Data entries:
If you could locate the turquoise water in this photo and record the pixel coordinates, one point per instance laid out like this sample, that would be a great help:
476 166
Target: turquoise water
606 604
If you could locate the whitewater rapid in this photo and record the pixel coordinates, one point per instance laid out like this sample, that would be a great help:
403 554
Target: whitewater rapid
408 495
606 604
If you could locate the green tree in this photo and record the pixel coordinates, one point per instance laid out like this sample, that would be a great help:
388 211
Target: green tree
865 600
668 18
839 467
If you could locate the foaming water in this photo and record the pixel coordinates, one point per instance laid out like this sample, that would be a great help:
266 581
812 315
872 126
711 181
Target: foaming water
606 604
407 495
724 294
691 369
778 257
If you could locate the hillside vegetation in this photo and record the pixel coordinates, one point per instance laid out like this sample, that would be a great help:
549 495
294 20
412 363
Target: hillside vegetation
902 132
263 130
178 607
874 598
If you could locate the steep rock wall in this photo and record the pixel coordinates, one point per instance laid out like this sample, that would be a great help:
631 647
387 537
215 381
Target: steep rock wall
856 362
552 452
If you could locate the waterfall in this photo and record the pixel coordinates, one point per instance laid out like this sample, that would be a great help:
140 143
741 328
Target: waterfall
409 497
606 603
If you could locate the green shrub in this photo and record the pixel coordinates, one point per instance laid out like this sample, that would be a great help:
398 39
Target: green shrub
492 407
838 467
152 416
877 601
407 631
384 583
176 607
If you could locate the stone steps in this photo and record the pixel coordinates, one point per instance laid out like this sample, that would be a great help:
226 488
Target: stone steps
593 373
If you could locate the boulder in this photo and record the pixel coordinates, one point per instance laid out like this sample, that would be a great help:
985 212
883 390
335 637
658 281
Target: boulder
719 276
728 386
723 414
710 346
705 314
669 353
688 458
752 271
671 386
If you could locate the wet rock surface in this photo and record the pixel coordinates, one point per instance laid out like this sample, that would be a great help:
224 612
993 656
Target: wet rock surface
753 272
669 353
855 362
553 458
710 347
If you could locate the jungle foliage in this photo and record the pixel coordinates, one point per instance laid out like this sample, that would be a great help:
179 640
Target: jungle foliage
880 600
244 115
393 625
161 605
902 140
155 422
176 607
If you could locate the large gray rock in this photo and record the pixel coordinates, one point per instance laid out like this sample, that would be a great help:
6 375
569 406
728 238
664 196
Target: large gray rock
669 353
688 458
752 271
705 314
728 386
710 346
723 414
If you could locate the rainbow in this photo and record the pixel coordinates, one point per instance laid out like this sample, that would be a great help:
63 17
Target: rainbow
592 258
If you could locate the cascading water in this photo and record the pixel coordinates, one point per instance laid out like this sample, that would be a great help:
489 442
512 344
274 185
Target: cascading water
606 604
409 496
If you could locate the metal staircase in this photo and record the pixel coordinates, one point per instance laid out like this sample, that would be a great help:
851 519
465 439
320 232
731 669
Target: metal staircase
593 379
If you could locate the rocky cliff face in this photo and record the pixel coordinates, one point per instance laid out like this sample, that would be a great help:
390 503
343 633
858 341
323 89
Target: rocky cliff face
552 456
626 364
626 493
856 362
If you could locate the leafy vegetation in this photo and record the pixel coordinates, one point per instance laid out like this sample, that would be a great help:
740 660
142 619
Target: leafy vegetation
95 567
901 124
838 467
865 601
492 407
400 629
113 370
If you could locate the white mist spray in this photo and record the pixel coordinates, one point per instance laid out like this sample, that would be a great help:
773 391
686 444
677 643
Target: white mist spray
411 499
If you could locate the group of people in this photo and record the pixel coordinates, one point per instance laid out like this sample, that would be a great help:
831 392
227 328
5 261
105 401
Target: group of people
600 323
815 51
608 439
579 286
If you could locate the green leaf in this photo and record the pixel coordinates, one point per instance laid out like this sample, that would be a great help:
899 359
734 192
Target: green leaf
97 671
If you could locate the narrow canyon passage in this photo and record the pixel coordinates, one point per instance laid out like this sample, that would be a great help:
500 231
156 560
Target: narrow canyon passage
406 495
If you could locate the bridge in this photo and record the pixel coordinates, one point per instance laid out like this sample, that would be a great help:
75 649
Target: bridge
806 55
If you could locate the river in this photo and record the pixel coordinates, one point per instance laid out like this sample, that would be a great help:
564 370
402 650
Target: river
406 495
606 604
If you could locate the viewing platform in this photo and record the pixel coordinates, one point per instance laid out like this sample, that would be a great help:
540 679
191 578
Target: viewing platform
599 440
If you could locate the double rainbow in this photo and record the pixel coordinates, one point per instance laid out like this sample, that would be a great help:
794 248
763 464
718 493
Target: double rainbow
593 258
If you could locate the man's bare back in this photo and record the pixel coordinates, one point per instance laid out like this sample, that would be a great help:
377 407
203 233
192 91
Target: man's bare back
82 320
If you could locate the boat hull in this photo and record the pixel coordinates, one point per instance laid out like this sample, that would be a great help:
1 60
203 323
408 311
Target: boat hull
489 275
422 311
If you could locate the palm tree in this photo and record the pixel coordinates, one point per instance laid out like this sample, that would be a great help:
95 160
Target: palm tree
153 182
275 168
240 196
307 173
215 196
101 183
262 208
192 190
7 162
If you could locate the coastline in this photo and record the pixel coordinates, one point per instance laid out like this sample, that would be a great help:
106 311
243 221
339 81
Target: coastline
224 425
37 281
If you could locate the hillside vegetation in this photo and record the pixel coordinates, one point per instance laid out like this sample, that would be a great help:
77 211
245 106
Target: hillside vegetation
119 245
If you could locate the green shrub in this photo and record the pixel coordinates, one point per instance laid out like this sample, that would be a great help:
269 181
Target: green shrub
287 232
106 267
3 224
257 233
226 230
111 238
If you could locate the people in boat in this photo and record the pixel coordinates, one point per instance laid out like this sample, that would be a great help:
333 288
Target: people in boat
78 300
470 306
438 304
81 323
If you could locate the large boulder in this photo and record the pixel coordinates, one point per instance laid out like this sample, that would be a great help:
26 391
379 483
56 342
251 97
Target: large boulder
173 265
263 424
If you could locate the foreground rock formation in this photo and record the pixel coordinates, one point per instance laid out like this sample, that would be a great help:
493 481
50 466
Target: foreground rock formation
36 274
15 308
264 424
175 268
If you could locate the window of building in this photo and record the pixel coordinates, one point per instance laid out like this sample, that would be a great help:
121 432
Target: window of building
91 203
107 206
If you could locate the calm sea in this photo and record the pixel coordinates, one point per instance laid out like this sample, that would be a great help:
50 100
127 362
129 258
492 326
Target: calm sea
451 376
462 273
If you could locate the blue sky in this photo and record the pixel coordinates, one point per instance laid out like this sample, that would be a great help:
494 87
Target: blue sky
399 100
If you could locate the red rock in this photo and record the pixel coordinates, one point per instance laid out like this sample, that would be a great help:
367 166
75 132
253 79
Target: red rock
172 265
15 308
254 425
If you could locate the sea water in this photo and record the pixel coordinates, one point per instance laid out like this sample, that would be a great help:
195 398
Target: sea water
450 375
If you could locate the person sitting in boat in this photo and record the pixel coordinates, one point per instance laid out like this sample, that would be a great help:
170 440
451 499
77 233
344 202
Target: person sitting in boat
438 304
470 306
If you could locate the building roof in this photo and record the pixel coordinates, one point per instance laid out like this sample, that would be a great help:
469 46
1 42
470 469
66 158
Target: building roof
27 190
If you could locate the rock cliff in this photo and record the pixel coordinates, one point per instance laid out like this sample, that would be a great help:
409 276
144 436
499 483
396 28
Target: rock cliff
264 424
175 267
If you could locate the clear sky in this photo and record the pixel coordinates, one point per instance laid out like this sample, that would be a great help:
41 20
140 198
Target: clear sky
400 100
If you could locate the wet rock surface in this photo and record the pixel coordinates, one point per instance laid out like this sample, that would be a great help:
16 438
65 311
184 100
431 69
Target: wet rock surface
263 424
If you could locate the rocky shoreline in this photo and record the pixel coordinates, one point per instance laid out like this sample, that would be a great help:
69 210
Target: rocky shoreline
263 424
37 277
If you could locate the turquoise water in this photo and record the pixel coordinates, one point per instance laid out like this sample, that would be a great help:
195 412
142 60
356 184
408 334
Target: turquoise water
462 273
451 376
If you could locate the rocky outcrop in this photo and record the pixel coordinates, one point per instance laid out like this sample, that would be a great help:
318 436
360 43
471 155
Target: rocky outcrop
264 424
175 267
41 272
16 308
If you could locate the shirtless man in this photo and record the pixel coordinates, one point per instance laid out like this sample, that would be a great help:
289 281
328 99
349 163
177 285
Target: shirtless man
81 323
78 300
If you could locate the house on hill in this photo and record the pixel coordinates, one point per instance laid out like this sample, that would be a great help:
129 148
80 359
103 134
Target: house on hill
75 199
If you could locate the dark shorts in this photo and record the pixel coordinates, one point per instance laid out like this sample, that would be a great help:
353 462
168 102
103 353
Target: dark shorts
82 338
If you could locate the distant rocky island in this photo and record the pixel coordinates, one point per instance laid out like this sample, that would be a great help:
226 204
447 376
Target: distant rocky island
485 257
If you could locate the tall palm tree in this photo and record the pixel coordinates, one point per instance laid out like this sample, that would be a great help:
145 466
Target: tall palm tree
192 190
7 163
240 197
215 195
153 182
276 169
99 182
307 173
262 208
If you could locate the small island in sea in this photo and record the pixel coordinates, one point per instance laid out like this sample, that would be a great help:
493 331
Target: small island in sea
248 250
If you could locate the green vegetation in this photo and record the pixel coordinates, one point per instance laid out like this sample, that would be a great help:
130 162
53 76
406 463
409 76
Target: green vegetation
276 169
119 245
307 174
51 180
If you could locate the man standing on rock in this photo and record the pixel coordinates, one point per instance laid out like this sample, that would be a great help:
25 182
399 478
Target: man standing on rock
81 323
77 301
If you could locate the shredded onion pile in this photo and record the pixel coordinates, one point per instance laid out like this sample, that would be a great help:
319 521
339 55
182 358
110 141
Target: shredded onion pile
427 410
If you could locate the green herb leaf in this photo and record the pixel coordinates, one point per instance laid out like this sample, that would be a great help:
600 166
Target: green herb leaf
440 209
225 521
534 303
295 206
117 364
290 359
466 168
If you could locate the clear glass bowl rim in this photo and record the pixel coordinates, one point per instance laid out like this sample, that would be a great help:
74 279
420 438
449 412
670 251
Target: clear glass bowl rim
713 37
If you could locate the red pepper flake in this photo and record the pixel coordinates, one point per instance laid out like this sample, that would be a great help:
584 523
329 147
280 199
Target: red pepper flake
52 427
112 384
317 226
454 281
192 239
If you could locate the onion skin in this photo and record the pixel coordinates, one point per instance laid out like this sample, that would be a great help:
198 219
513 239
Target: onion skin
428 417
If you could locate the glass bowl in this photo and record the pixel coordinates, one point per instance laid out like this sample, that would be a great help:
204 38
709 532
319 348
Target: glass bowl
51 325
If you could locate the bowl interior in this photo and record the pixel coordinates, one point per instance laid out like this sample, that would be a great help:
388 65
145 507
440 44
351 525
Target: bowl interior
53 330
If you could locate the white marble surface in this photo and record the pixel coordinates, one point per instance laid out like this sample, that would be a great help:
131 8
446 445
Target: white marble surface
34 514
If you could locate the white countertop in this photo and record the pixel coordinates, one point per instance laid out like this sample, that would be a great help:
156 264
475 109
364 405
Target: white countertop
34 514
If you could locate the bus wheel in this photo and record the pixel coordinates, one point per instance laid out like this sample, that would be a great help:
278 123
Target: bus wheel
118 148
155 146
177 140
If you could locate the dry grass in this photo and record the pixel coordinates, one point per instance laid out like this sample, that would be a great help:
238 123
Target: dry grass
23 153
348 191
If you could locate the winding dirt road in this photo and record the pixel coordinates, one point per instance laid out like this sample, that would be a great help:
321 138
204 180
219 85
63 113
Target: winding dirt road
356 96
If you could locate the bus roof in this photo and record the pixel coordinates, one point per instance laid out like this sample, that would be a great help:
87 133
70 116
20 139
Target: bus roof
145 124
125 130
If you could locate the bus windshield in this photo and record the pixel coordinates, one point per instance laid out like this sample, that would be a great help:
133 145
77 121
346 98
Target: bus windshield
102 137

INSTRUCTIONS FOR THE TASK: Going from the line that contains "Target: white marble surface" to the last line of the records, reproduce every line as written.

ANSWER SPACE:
Target: white marble surface
34 514
If you could locate the white countertop in this photo and record the pixel coordinates, one point per instance laid out like this sample, that would be a great help:
156 264
475 109
364 405
Target: white countertop
34 514
If you could locate the bus wheel in this photo and record the pixel coordinates, one point per instance laid out like this sample, that would be a great help:
278 123
Target: bus wheel
118 148
155 146
177 140
If you could locate the dry grass in this photo and record the pixel coordinates, one point per instance laid out like this sample, that would be a great help:
238 123
Target: dry grass
23 153
348 191
If you could locate the winding dirt road in this photo and record the pixel coordinates, one point per instance laid out like this sample, that would be a great help:
321 138
204 180
219 85
63 113
Target: winding dirt road
356 96
If you could locate the bus roof in this photo and record the pixel coordinates, one point per instance laid out like this sample, that would be a great help:
87 133
70 116
20 139
Target: bus roof
145 124
125 130
If you could locate the bus windshield in this photo and record the pixel coordinates, one point per instance laid out like this sample, that would be a great help:
133 145
77 121
346 98
Target: bus windshield
102 137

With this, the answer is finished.